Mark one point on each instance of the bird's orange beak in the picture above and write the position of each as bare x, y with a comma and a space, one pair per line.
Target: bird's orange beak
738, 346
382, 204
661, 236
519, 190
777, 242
============
[Short problem] Lay out the rows above as a Markdown table with the columns No. and Line, giving each non-blank line its number and omitting blank lines.

[The solution]
| No. | Line |
|---|---|
| 1 | Mark one point on each instance of the bird's orange beak in the picture above and write the position of each as bare x, y with a comma and a space, one pair per line. |
| 2 | Target: bird's orange beak |
| 3 | 738, 346 |
| 4 | 382, 204 |
| 5 | 661, 236 |
| 6 | 519, 190 |
| 7 | 777, 242 |